Annotation dataset entries
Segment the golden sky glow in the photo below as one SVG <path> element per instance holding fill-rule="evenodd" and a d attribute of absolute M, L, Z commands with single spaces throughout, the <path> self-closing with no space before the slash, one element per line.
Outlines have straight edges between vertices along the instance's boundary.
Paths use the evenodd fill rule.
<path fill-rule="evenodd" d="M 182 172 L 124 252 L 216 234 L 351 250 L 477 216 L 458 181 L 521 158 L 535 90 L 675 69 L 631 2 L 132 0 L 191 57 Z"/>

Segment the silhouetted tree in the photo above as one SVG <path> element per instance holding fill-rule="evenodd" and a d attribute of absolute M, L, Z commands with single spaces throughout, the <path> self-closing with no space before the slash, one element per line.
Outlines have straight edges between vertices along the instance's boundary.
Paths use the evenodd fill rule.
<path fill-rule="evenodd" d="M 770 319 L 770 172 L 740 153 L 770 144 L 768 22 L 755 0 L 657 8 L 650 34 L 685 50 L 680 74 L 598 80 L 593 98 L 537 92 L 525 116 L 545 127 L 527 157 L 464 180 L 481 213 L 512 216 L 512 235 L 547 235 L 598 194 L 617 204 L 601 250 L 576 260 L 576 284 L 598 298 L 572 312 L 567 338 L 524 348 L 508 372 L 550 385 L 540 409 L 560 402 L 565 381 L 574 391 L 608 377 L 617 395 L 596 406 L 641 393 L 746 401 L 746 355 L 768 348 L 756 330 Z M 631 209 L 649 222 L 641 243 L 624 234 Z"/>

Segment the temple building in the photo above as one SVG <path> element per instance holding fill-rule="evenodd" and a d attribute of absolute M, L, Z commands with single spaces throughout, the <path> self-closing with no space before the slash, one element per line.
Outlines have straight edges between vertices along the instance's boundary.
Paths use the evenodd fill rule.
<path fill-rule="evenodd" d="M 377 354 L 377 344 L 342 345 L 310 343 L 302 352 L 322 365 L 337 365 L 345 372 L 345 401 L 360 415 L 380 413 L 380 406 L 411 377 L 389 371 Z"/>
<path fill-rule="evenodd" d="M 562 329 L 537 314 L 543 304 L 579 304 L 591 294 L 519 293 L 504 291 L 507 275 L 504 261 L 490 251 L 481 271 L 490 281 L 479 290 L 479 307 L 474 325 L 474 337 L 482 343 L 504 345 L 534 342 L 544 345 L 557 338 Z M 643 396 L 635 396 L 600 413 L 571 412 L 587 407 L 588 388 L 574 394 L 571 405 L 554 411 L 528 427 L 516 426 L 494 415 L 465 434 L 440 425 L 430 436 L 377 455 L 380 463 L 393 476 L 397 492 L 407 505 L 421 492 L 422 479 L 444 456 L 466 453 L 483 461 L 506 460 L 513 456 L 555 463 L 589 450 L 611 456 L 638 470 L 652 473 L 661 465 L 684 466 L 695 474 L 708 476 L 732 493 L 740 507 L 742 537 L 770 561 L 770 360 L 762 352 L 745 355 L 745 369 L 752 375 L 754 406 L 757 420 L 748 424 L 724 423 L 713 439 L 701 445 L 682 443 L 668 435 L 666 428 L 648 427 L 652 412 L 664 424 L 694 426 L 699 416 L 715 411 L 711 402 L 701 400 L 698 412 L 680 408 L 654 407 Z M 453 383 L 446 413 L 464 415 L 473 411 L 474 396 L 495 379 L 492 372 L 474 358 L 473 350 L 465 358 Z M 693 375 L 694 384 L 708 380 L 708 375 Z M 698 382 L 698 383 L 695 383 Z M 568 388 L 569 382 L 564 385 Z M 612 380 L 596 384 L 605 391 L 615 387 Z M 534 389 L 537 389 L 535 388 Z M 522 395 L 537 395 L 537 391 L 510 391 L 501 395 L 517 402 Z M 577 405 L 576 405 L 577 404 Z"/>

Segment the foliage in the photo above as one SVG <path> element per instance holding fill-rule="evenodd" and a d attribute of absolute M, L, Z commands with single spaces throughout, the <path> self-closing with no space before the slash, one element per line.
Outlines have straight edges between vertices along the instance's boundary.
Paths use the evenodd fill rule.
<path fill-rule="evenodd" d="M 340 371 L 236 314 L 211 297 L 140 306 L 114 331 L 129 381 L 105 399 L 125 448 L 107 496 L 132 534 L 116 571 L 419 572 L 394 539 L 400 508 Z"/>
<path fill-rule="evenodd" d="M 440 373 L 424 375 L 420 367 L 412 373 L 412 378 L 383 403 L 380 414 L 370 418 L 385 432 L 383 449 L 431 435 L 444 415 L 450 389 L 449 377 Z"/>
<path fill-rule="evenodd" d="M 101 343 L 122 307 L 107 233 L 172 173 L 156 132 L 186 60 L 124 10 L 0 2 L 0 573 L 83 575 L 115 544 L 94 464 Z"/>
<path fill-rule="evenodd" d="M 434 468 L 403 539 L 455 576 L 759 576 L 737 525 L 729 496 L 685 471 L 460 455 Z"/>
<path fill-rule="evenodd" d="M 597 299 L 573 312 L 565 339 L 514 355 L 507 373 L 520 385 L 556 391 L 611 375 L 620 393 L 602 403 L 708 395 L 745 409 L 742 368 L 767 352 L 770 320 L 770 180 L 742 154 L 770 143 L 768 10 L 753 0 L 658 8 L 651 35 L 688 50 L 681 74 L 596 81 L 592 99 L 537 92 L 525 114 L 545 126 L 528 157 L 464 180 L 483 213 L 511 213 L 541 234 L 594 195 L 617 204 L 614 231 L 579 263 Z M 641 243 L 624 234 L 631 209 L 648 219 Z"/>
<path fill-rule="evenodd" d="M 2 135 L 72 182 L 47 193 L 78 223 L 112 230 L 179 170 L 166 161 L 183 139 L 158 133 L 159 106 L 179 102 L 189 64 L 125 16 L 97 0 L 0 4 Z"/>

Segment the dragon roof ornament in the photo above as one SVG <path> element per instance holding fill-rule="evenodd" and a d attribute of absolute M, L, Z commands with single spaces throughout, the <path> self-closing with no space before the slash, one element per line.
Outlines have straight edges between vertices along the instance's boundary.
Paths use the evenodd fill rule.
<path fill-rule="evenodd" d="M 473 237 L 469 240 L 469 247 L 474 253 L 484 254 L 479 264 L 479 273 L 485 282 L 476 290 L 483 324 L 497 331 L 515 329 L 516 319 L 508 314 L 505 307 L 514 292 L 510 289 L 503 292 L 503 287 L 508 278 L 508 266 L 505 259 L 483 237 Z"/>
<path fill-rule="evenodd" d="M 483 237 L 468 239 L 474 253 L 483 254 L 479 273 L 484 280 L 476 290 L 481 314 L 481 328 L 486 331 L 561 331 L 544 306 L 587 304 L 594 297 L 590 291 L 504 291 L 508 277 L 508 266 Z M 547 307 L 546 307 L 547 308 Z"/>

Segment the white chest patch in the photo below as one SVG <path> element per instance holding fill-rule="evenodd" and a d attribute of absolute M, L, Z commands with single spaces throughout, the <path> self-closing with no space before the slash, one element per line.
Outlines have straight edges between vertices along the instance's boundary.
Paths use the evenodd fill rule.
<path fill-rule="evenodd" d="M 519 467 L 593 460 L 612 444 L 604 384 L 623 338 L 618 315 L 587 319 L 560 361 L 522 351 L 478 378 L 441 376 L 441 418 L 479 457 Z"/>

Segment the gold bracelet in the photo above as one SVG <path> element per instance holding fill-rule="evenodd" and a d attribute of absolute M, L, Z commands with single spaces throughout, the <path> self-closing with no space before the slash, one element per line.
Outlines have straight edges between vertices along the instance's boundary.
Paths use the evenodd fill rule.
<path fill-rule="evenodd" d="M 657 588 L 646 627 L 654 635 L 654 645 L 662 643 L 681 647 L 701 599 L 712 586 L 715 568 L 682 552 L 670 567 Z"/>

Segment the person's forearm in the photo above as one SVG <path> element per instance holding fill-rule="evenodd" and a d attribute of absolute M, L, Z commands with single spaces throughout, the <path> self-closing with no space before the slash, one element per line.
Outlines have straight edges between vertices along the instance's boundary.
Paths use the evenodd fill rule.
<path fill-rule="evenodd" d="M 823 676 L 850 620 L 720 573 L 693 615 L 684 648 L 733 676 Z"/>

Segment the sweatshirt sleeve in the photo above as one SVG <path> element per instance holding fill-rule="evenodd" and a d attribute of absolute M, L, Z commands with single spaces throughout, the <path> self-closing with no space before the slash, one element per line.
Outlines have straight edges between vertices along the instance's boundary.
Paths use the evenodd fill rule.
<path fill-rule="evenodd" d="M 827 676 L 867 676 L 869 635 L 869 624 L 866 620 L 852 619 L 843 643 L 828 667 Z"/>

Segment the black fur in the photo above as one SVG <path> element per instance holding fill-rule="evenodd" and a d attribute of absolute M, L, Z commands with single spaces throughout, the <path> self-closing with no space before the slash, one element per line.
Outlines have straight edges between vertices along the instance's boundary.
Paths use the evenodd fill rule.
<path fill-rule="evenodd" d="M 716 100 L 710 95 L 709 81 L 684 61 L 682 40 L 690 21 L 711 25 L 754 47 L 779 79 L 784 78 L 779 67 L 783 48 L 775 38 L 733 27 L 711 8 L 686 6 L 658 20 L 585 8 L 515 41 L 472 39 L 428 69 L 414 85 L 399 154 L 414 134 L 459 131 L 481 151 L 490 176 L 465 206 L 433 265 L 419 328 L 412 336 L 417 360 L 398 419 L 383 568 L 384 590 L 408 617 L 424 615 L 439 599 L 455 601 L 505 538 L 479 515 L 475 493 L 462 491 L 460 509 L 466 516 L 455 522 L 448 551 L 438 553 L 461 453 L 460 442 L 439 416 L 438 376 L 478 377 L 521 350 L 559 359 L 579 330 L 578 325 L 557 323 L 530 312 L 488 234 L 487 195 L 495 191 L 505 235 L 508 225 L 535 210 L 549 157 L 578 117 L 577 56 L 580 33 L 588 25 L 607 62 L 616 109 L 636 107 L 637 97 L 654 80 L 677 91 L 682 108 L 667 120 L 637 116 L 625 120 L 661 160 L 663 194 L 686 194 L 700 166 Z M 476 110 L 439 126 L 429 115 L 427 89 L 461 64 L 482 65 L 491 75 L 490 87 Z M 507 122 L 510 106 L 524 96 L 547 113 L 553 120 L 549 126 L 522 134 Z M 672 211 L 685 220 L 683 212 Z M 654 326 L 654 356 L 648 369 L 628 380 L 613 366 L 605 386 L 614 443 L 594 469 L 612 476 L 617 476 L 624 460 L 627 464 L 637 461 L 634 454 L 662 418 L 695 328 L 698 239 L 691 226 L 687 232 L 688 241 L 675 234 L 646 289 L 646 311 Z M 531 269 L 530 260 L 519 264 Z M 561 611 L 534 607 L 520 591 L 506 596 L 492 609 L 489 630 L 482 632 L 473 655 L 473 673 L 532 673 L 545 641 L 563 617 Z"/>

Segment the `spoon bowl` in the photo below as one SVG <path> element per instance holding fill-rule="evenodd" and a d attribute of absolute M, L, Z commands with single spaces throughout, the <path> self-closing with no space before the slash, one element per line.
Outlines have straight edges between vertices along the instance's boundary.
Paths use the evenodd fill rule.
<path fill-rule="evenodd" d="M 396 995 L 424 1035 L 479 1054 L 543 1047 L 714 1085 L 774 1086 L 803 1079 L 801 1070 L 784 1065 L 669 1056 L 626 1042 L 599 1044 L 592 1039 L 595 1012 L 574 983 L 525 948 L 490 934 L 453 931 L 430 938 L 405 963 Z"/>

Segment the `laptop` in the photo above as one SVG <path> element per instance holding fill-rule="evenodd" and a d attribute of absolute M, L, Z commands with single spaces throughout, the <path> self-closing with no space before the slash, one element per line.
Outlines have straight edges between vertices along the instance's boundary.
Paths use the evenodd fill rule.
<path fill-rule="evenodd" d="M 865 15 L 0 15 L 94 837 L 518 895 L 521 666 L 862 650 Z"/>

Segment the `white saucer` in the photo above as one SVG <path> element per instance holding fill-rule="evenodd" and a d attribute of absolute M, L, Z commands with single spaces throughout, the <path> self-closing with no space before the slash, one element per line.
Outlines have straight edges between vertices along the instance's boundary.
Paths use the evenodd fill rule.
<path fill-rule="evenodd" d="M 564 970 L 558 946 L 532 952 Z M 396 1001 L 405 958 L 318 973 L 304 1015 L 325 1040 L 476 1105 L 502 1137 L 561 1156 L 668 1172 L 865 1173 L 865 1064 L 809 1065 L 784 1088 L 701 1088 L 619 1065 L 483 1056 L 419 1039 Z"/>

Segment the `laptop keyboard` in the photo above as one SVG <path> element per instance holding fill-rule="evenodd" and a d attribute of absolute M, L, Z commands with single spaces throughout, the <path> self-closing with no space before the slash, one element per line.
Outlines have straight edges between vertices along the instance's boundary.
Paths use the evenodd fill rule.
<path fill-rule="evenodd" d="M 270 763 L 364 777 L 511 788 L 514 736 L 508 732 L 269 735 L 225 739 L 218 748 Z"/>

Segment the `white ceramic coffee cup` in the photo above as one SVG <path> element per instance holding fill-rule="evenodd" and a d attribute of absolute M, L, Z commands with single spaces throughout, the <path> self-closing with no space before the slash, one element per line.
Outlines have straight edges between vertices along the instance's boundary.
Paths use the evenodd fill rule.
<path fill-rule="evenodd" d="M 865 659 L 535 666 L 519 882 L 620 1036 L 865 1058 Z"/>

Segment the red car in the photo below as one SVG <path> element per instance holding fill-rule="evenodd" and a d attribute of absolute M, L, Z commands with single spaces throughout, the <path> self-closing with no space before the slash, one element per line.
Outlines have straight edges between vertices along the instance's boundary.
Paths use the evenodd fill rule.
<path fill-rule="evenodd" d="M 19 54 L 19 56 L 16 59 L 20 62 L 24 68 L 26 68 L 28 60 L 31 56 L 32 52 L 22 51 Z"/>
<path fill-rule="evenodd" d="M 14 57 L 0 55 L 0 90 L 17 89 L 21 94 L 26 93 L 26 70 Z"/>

▸ Task to complete:
Rewrite the stretch of data above from the line containing "Segment the temple" through the line containing "377 354 L 377", keeping every line and changing only the coordinates in the answer paths, each multiplied by 0.3 and rounded to a whole number, with halves rounded up.

▸ Response for this exercise:
Segment the temple building in the photo above as one SVG <path> element per instance holding fill-rule="evenodd" and a d attribute of absolute M, L, Z commands with single spaces throughout, the <path> self-closing with no space before the slash, one element per line.
Outlines have straight edges between vertices along the instance's boundary.
Paths use the evenodd fill rule.
<path fill-rule="evenodd" d="M 113 106 L 113 103 L 103 104 L 93 103 L 91 106 L 97 110 L 101 110 L 104 112 L 104 120 L 108 125 L 114 124 L 114 122 L 123 113 L 117 111 Z"/>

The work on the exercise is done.